=== Section Start ===

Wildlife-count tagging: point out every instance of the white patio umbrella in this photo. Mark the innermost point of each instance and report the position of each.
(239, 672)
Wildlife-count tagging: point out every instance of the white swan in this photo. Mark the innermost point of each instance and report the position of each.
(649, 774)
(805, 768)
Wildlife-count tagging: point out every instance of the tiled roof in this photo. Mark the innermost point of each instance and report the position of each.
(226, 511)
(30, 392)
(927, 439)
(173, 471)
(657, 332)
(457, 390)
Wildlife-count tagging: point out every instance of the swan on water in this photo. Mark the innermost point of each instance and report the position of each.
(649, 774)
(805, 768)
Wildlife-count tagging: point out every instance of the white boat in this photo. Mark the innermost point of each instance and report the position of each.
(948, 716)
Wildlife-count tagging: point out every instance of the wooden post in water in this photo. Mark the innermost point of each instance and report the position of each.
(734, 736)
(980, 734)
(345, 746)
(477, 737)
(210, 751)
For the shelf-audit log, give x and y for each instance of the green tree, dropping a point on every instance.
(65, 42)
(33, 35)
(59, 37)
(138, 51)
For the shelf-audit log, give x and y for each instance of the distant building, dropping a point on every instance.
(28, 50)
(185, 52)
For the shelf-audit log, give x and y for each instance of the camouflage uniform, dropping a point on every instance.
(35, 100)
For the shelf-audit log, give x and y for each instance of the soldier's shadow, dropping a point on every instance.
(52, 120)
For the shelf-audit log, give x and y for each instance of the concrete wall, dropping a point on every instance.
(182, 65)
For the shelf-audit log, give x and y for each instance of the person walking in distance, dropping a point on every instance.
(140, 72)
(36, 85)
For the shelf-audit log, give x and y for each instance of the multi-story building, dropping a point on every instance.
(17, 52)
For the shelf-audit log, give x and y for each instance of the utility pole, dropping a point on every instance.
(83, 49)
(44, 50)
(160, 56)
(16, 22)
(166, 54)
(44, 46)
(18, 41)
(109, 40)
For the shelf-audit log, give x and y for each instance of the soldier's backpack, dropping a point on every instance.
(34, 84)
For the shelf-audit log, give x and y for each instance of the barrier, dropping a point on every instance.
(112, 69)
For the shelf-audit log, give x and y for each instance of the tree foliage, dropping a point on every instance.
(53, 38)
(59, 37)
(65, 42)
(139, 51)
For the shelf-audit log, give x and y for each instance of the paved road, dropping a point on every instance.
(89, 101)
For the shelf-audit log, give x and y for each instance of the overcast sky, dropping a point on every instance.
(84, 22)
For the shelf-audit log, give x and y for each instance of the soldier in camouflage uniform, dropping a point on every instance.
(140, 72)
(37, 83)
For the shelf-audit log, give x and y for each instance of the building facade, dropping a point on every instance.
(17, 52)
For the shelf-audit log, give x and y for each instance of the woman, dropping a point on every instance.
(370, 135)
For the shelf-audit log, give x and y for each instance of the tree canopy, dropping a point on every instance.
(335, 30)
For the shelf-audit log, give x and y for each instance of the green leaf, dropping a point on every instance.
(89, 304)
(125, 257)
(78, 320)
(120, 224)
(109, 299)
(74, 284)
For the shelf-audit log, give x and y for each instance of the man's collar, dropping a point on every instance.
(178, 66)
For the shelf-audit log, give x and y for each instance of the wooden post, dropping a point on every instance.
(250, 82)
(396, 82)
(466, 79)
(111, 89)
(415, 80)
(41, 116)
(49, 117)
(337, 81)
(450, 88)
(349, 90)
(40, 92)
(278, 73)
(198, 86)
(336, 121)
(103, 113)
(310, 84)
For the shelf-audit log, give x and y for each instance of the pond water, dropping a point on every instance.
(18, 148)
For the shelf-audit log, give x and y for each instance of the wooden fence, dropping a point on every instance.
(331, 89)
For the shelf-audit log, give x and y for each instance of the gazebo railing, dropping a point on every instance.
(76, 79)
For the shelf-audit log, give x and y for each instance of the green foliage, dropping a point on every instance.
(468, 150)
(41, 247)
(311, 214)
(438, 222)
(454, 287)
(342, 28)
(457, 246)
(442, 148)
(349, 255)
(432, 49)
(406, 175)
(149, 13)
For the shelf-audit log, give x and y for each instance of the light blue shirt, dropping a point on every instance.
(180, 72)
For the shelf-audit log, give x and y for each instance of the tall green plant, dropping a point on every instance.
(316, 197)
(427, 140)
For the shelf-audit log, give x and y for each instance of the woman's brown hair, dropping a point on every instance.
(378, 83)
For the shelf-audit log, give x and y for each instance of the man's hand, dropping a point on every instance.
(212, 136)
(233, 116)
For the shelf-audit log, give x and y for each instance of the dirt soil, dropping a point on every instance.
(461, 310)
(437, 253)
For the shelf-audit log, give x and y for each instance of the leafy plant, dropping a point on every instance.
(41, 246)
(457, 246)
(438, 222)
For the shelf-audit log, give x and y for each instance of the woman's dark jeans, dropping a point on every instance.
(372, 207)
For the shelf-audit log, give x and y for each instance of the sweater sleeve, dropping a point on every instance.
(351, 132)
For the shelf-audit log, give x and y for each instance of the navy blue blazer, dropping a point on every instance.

=== Section End ===

**Instructions to follow**
Output every record above exactly as it appears.

**Result**
Wildlife-count tagging: point out every instance of the white patio umbrella in this photo. Mark the innermost point of each instance and report the position of each.
(239, 672)
Wildlife-count tagging: point out every instance of the white swan in this photo. Mark the innermost point of each instance and report the position of each.
(649, 774)
(805, 768)
Wildlife-count tagging: point out every instance of the tiled roof in this photo. Mark the innermost point of each instance and report the position of each.
(226, 511)
(30, 392)
(927, 439)
(173, 471)
(657, 332)
(457, 390)
Wildlife-count tagging: point out every instance of the swan on water in this photo. Mark the innermost point of each instance and report the position of each.
(649, 774)
(805, 768)
Wildlife-count tagging: point out every instance of the white boat in this photo. Mark the innermost point of each instance and report the position of each.
(948, 716)
Wildlife-count tagging: point out every instance of the wooden post in water in this photo. Mark the innermost point of each instance and report the position of each.
(734, 736)
(980, 734)
(345, 746)
(477, 737)
(210, 751)
For the shelf-audit log, give x and y for each instance of the green tree, dropping a point on every instance.
(65, 42)
(33, 35)
(59, 37)
(138, 51)
For the shelf-audit log, give x and y for each instance of the distant building, dropping a point on every instance.
(28, 50)
(185, 52)
For the shelf-audit log, give x and y for each instance of the camouflage uniform, dropping a point on every instance.
(35, 100)
For the shelf-audit log, give x and y for each instance of the soldier's shadow, dropping a point on every instance.
(52, 120)
For the shelf-audit log, give x and y for each instance of the concrete wall, dropping a point on every instance.
(182, 65)
For the shelf-audit log, give x and y for each instance of the person walking in distance, dropping a point on every instance.
(140, 72)
(36, 85)
For the shelf-audit log, give x and y for each instance of the multi-story building, dropping a point on every instance.
(17, 52)
For the shelf-audit log, give x and y for each instance of the utility pole, dropping a point on every instance.
(83, 49)
(44, 50)
(160, 56)
(16, 22)
(166, 54)
(44, 46)
(18, 41)
(109, 40)
For the shelf-audit log, give x and y for each instance of the soldier's backpack, dropping a point on every instance.
(34, 84)
For the shelf-audit log, give x and y for each instance of the barrier, dropping a point on every instance.
(112, 69)
For the shelf-audit log, give x and y for each instance of the tree foliage, dropping a point on every instance.
(53, 38)
(59, 37)
(65, 42)
(139, 51)
For the shelf-audit log, give x and y for each instance of the paved road, dropping a point on every instance.
(89, 101)
For the shelf-audit log, give x and y for each instance of the overcast sky, dropping a point on every instance.
(84, 22)
For the shelf-audit log, give x and y for each instance of the soldier in camouflage uniform, dropping a point on every instance.
(140, 72)
(37, 83)
For the shelf-audit log, give x and y for each instance of the building facade, dropping a point on every instance.
(17, 52)
For the shelf-audit log, give x and y for each instance of the woman, dropping a point on every instance.
(370, 135)
For the shelf-audit log, give x and y for each instance of the tree canopy, dropping a point on every instance.
(335, 30)
For the shelf-audit log, give x and y for each instance of the green leaf, dropping a point on every instance.
(89, 304)
(125, 257)
(78, 320)
(120, 224)
(109, 299)
(74, 284)
For the shelf-audit log, give x and y for each instance of the man's collar, dropping a point on every instance.
(178, 66)
For the shelf-audit log, give x and y for each instance of the wooden post, dropping a point on every instance.
(250, 82)
(396, 82)
(466, 79)
(111, 89)
(415, 80)
(41, 116)
(49, 117)
(337, 81)
(450, 88)
(349, 90)
(40, 92)
(278, 73)
(198, 86)
(336, 121)
(103, 113)
(310, 84)
For the shelf-audit log, give x and y for each instance of the pond water, dropping a point on every instance.
(18, 148)
For the shelf-audit log, give x and y for each instance of the wooden fence, dropping a point on every instance.
(331, 89)
For the shelf-audit log, give x and y for each instance of the gazebo railing, dropping a point on every instance.
(76, 79)
For the shelf-audit log, give x and y for each instance of the green foliage, dropping a point on every instance.
(468, 150)
(41, 247)
(311, 214)
(438, 222)
(454, 287)
(342, 28)
(457, 246)
(442, 148)
(349, 255)
(432, 49)
(406, 175)
(149, 13)
For the shelf-audit log, give x and y for each instance of the light blue shirt, dropping a point on every instance.
(180, 72)
For the shelf-audit log, give x and y for each instance of the tall green plant, dropping a point on every instance.
(316, 197)
(427, 140)
For the shelf-audit log, give x and y for each instance of the woman's brown hair, dropping a point on every instance.
(378, 83)
For the shelf-audit log, give x and y for each instance of the man's hand, dropping a point on every instance.
(212, 136)
(233, 116)
For the shelf-audit log, give x and y for each instance of the dirt soil, dropping a point on every instance.
(461, 310)
(437, 253)
For the shelf-audit log, give x and y for each instance of the leafy plant, dropping a point on every instance.
(41, 246)
(457, 246)
(438, 222)
For the shelf-audit log, give x and y for each instance of the woman's dark jeans, dropping a point on every instance.
(372, 207)
For the shelf-audit log, give x and y for each instance of the sweater sleeve, dropping a point on every instance.
(351, 132)
For the shelf-audit log, give x and y for each instance of the navy blue blazer, dropping a point on every instance.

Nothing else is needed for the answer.